_Written request a_
Using the Redis error classification document, answer these questions:
(i) What three classifications can an error message receive?
(ii) Under the current process, what is the total time to fix?
(iii) What priority is assigned to the global "out of memory" pattern?

_Excerpted passage_
** begin **

Skip to content

Redis-Driven Error Pattern Classification - ADR

Status: Proposed Date: 2025-01-09 Author: System Architecture Related: ERROR_HANDLING_MODERNIZATION.md, connector-error-handling-standard.md Supersedes: database-driven-error-classification.md (PostgreSQL approach)


Context

The emp-job-queue system processes logs from multiple external services (ComfyUI, Ollama, Stable Diffusion) and must classify error messages as fatal (fail the job), non-fatal (log but continue), or ignore (regular logs).

Current Approach: Hardcoded Catalogs

Error classification logic is embedded in each connector's TypeScript code:

typescript
private classifyLogMessage(message: string): 'fatal' | 'non-fatal' | 'ignore' {
  const messageLower = message.toLowerCase();

  // Hardcoded patterns
  if (messageLower.includes('custom validation failed')) return 'fatal';
  if (messageLower.includes('dash0.com')) return 'non-fatal';
  if (messageLower.includes('out of memory')) return 'fatal';
  // ... 20+ more patterns

  return 'ignore';
}

Problems with Hardcoded Patterns

  1. Deployment Required: Every new error pattern requires code change + rebuild + redeploy
  2. No Hot-Fixing: Can't quickly reclassify errors in production without deployment
  3. Limited Collaboration: Only engineers with repo access can update patterns
  4. No Analytics: Can't track which patterns match most frequently
  5. Environment Inconsistency: Dev/staging/prod might need different classifications
  6. Pattern Sprawl: As we discover new errors, code becomes increasingly complex

Real-World Scenario

🚨 Production Alert: Jobs failing due to new ComfyUI error message
   "RuntimeError: CUDA driver version mismatch"

Current process:
1. Engineer identifies pattern needs to be cataloged (5 min)
2. Update TypeScript code to add pattern (10 min)
3. Run tests, commit, push (15 min)
4. CI/CD pipeline builds + deploys (20 min)
5. Total time to fix: 50+ minutes

Desired process:
1. Admin runs CLI/API command to add pattern
2. Redis SET operation completes instantly
3. Workers refresh cache within 30 seconds (or immediately via Pub/Sub)
4. Total time to fix: <1 minute

Decision

Implement Redis-based error pattern classification with the following characteristics:

1. Redis Data Structure

Store error patterns in Redis hashes organized by connector type:

typescript
// Key structure: error_patterns:{connector_type}
// Value: Hash { pattern_id → JSON }

// Global patterns (all connectors)
Key: "error_patterns:global"
Hash: {
  "global_001": JSON.stringify({
    pattern: "out of memory",
    match_type: "contains",
    case_sensitive: false,
    classification: "fatal",
    priority: 95,
    description: "Memory exhaustion (all services)",
    example_message: "CUDA out of memory",
    active: true,
    created_at: "2025-01-09T12:00:00Z",
    updated_at: "2025-01-09T12:00:00Z",
    created_by: "system"
  })
}

// ComfyUI-specific patterns
Key: "error_patterns:comfyui"
Hash: {
  "comfyui_001": JSON.stringify({
    pattern: "custom validation failed",
    match_type: "contains",
    case_sensitive: false,
    classification: "fatal",
    priority: 100,
    description: "ComfyUI custom node validation",
    example_message: "Custom validation failed: missing required parameter",
    active: true,
    created_at: "2025-01-09T12:00:00Z"

** end **

_Record set_
** begin **

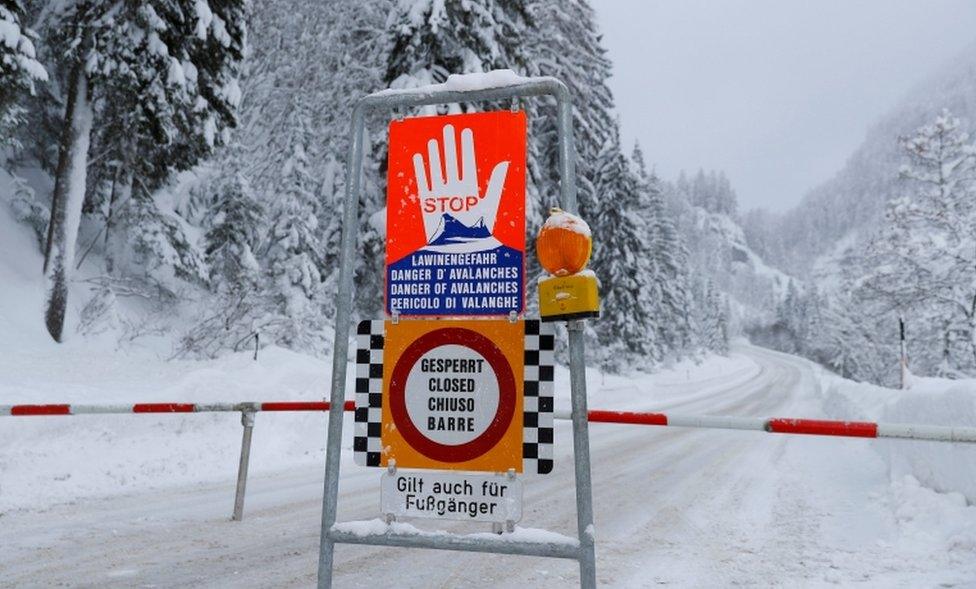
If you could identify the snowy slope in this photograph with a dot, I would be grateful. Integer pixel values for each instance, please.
(673, 507)
(720, 247)
(849, 206)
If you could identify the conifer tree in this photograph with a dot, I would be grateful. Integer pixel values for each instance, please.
(669, 283)
(294, 253)
(170, 67)
(923, 261)
(620, 258)
(235, 220)
(19, 68)
(565, 43)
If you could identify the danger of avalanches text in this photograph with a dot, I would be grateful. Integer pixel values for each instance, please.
(464, 288)
(450, 384)
(441, 498)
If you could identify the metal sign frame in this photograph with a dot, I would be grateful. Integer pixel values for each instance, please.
(583, 551)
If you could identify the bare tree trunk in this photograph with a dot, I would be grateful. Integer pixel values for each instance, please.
(67, 200)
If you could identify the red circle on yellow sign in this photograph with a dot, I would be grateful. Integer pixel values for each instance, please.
(506, 395)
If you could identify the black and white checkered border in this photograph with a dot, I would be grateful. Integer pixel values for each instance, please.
(539, 385)
(366, 443)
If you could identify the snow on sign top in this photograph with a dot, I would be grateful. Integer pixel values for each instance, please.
(568, 221)
(455, 215)
(464, 83)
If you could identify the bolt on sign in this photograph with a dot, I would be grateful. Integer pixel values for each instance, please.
(461, 395)
(455, 216)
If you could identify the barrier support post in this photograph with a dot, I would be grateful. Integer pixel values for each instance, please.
(247, 420)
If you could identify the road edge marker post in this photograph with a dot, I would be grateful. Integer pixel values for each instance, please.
(583, 550)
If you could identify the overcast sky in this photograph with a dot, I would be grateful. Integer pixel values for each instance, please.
(775, 92)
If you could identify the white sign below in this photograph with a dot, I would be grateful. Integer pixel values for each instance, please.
(448, 495)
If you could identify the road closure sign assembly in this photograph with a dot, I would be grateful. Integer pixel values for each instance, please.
(455, 385)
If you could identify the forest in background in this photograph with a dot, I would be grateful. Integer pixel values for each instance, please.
(207, 191)
(195, 153)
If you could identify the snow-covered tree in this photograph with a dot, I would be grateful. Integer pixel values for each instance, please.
(166, 72)
(566, 43)
(235, 222)
(923, 261)
(669, 282)
(621, 259)
(19, 68)
(294, 253)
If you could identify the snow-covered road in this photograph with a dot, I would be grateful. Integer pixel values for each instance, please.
(673, 507)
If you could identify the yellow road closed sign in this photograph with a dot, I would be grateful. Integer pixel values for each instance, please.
(473, 395)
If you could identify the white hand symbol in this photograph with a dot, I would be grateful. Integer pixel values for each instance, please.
(457, 193)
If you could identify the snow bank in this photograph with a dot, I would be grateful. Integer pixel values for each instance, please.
(942, 467)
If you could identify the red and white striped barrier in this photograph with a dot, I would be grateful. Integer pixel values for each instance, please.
(778, 425)
(63, 409)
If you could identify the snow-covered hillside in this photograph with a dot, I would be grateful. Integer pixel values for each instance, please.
(845, 209)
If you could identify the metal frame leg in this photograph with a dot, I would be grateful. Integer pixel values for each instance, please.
(581, 449)
(247, 420)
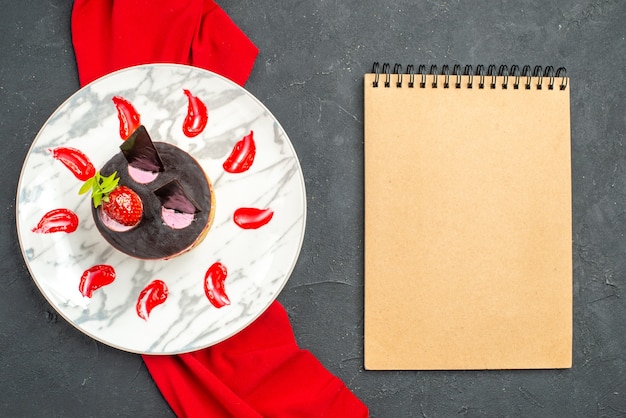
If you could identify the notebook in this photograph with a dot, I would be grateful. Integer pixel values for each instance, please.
(468, 218)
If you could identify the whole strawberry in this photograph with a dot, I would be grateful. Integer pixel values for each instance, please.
(120, 203)
(123, 206)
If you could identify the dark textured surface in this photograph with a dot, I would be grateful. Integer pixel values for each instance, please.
(309, 74)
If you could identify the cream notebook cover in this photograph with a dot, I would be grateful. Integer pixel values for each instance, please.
(468, 219)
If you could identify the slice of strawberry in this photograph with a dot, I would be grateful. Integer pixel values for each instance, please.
(124, 206)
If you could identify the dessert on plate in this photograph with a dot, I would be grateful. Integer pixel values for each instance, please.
(151, 200)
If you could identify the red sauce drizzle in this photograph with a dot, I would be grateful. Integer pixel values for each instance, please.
(57, 220)
(128, 116)
(94, 278)
(252, 218)
(214, 285)
(242, 155)
(75, 161)
(151, 296)
(197, 115)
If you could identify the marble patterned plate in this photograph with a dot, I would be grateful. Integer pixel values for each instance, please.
(258, 260)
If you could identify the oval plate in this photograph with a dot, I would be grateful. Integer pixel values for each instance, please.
(258, 261)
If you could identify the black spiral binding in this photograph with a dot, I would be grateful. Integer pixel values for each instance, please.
(527, 78)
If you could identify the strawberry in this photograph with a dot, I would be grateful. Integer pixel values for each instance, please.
(123, 206)
(120, 203)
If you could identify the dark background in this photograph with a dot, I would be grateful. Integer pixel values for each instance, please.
(313, 55)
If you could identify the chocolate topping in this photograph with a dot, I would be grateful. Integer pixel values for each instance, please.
(181, 176)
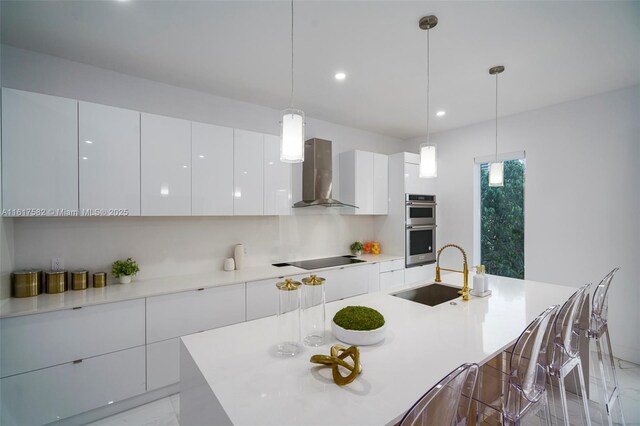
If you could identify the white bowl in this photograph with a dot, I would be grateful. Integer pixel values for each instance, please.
(359, 337)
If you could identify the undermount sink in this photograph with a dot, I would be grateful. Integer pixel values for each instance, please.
(432, 294)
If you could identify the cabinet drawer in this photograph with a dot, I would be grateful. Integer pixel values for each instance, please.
(163, 363)
(391, 265)
(36, 341)
(46, 395)
(391, 279)
(179, 314)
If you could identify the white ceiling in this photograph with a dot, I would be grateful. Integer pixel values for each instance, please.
(553, 52)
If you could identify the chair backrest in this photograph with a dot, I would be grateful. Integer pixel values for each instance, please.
(528, 363)
(440, 406)
(566, 328)
(600, 305)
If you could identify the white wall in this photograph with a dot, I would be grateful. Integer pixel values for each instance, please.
(170, 246)
(582, 200)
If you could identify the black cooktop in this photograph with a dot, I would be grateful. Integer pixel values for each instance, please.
(325, 262)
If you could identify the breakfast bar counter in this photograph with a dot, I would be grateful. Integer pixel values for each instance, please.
(232, 375)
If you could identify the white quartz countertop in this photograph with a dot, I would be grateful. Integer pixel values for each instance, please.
(256, 387)
(138, 289)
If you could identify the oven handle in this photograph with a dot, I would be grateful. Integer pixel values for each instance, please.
(418, 227)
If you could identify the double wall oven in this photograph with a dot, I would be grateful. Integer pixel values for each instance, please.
(420, 229)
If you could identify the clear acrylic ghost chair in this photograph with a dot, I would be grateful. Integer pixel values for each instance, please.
(599, 333)
(443, 405)
(523, 388)
(565, 354)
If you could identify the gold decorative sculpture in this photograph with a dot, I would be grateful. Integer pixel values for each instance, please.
(337, 359)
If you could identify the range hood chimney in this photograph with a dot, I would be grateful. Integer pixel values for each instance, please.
(317, 175)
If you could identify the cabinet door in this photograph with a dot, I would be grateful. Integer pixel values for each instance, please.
(166, 163)
(364, 182)
(277, 179)
(163, 363)
(54, 393)
(39, 154)
(36, 341)
(380, 184)
(248, 191)
(346, 282)
(109, 165)
(212, 170)
(179, 314)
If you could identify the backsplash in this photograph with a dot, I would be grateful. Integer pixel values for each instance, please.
(169, 246)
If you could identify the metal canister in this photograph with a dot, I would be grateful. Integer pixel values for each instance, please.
(55, 282)
(26, 283)
(99, 279)
(79, 280)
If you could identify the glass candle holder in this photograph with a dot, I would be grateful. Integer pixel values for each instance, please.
(289, 318)
(313, 310)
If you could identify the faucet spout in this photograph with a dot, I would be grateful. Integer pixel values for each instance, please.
(465, 269)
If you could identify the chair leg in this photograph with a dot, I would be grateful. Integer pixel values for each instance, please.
(615, 396)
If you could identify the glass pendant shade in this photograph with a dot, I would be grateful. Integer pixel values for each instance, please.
(292, 136)
(496, 174)
(428, 164)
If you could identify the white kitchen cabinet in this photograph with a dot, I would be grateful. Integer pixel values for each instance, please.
(54, 393)
(248, 177)
(277, 179)
(163, 363)
(109, 164)
(380, 184)
(36, 341)
(179, 314)
(166, 166)
(211, 170)
(346, 281)
(364, 182)
(39, 154)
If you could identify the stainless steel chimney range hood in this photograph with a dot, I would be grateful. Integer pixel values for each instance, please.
(317, 175)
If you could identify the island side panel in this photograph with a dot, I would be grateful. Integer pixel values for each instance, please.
(198, 404)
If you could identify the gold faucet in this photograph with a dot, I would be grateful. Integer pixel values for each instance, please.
(465, 270)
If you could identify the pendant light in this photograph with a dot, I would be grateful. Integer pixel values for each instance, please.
(292, 133)
(496, 168)
(428, 162)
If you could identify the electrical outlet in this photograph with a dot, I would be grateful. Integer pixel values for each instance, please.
(57, 264)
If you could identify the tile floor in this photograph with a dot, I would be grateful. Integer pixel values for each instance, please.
(166, 411)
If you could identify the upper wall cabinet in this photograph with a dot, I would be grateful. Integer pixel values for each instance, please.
(166, 166)
(277, 179)
(248, 191)
(109, 164)
(211, 170)
(364, 182)
(39, 154)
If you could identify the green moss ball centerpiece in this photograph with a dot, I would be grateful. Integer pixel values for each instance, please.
(358, 325)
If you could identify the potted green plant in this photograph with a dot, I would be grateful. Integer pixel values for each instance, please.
(356, 248)
(125, 269)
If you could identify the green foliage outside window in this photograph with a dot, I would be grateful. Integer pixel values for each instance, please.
(502, 221)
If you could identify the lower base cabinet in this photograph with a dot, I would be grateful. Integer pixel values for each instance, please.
(163, 363)
(54, 393)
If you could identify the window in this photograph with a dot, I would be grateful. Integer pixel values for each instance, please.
(500, 219)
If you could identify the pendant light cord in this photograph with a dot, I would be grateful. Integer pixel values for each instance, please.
(496, 117)
(428, 72)
(291, 97)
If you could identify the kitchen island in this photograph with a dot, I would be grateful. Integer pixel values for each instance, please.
(232, 375)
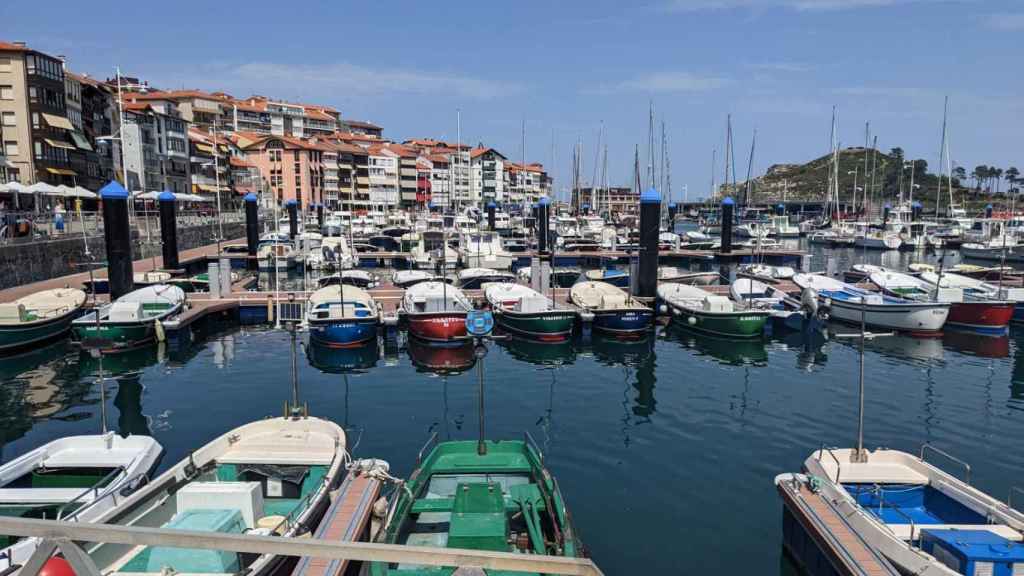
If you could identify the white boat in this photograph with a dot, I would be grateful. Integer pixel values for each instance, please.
(849, 303)
(766, 272)
(74, 479)
(922, 519)
(474, 278)
(683, 276)
(273, 254)
(38, 317)
(271, 477)
(407, 278)
(484, 249)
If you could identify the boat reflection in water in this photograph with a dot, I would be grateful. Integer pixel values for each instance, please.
(443, 359)
(977, 344)
(541, 354)
(725, 351)
(343, 361)
(125, 369)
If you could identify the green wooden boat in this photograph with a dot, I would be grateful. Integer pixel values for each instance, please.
(131, 321)
(705, 312)
(38, 318)
(529, 314)
(501, 500)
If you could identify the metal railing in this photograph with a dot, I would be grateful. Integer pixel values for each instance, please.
(966, 465)
(62, 536)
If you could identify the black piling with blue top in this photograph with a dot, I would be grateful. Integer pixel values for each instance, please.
(117, 234)
(168, 230)
(728, 205)
(650, 225)
(252, 229)
(293, 216)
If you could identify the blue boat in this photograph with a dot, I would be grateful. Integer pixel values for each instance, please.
(617, 278)
(614, 311)
(342, 316)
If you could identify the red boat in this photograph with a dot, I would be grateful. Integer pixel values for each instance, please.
(981, 315)
(435, 312)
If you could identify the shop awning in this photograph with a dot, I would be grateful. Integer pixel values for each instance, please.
(81, 141)
(57, 122)
(61, 171)
(58, 144)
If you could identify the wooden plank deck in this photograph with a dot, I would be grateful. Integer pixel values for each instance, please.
(847, 551)
(345, 521)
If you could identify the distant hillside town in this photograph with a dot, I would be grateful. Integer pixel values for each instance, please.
(62, 127)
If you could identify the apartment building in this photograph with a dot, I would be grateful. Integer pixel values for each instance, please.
(384, 188)
(155, 140)
(486, 175)
(37, 137)
(293, 167)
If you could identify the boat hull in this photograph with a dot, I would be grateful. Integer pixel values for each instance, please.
(735, 324)
(115, 336)
(18, 337)
(438, 327)
(343, 333)
(915, 319)
(625, 323)
(552, 326)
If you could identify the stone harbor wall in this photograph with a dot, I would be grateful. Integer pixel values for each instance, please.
(24, 263)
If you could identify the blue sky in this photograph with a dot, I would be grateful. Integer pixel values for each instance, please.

** end **

_Written request b_
Collect every line in the entries above that contains the string "oven".

_Correct result a_
(i) Fatal, non-fatal, or ignore.
(ii) 50+ minutes.
(iii) 95.

_Correct result b_
If you could identify the oven handle in this photograph with a dot, I would be grateful. Integer pixel values for each instance, please.
If you could identify the double wall oven in this photograph with a dot, I would be grateful. Integer pixel values for each instance, please.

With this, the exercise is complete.